Selected extract ->

Apache FOP Displaying ### with SimSun
Asked Answered
D

1

10

I am maintaining a program which uses the Apache FOP for printing PDF documents. There have been a couple complaints about the Chinese characters coming up as "####". I have found an existing thread out there about this problem and done some research on my side.

http://apache-fop.1065347.n5.nabble.com/Chinese-Fonts-td10789.html

I do have the uming.tff language files installed on my system. Unlike the person in this thread, I am still getting the "####".

From this point forward, has anyone seen a work around that would allow you to print complex characters in a PDF document using Apache FOP?

Disentomb answered 17/9, 2014 at 16:40 Comment(0)
M
17

Three steps must be taken for chinese characters to correctly show in a PDF file created with FOP (this is also true for all characters not available in the default font, and more generally to use a non-default font).

Let us use this simple fo example to show the warnings produced by FOP when something is wrong:

<?xml version="1.0" encoding="UTF-8"?>
<fo:root xmlns:fo="http://www.w3.org/1999/XSL/Format">
    <fo:layout-master-set>
        <fo:simple-page-master master-name="one">
            <fo:region-body />
        </fo:simple-page-master>
    </fo:layout-master-set>
    <fo:page-sequence master-reference="one">
        <fo:flow flow-name="xsl-region-body">
            <!-- a block of chinese text -->
            <fo:block>博洛尼亚大学中国学生的毕业论文</fo:block>
        </fo:flow>
    </fo:page-sequence>
</fo:root>

Processing this input, FOP gives several warnings similar to this one:

org.apache.fop.events.LoggingEventListener processEvent
WARNING: Glyph "?" (0x535a) not available in font "Helvetica".
...

Without any explicit font-family indication in the FO file, FOP defaults to using Helvetica, which is one of the Base-14 fonts (fonts that are available everywhere, so there is no need to embed them).

Each font supports a set of characters, assigning a visible glyphs to them; when a font does not support a character, the above warning is produced, and the PDF shows "#" instead of the missing glyph.

Step 1: set font-family in the FO file

If the default font doesn't support the characters of our text (or we simply want to use a different font), we must use the font-family property to state the desired one.

The value of font-family is inherited, so if we want to use the same font for the whole document we can set the property on the fo:page-sequence; if we need a special font just for some paragraphs or words, we can set font-family on the relevant fo:block or fo:inline.

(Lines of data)
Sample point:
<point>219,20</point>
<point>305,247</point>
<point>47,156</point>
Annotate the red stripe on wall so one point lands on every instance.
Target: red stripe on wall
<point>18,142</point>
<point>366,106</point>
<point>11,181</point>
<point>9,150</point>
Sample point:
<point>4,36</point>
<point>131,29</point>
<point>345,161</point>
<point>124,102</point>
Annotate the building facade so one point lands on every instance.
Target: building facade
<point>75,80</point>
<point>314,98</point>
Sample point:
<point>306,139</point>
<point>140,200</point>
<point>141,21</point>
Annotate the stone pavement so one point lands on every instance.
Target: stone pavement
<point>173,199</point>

==

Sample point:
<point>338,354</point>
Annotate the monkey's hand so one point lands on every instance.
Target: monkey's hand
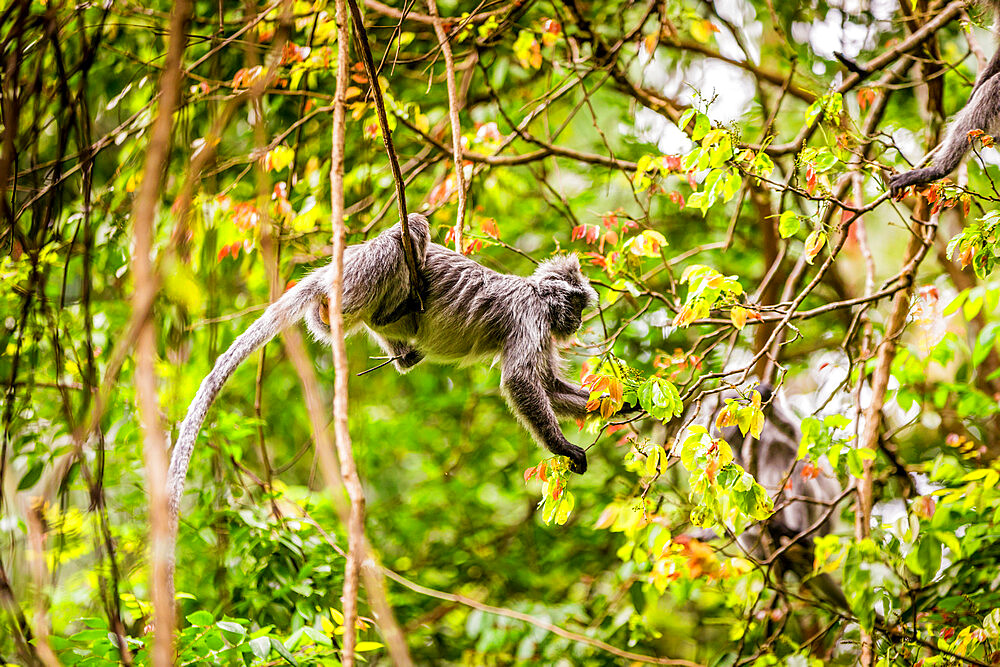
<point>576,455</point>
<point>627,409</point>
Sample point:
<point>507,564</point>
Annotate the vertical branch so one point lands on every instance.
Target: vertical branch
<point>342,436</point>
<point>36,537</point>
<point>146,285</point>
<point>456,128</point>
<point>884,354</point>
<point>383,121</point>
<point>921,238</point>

Exercise details -> Please reproduce the Apache FOP thread from "From this point" up to and including "at 16:40 Comment(0)", word for word.

Final result ->
From this point forward, has anyone seen a work around that would allow you to print complex characters in a PDF document using Apache FOP?

Disentomb answered 17/9, 2014 at 16:40 Comment(0)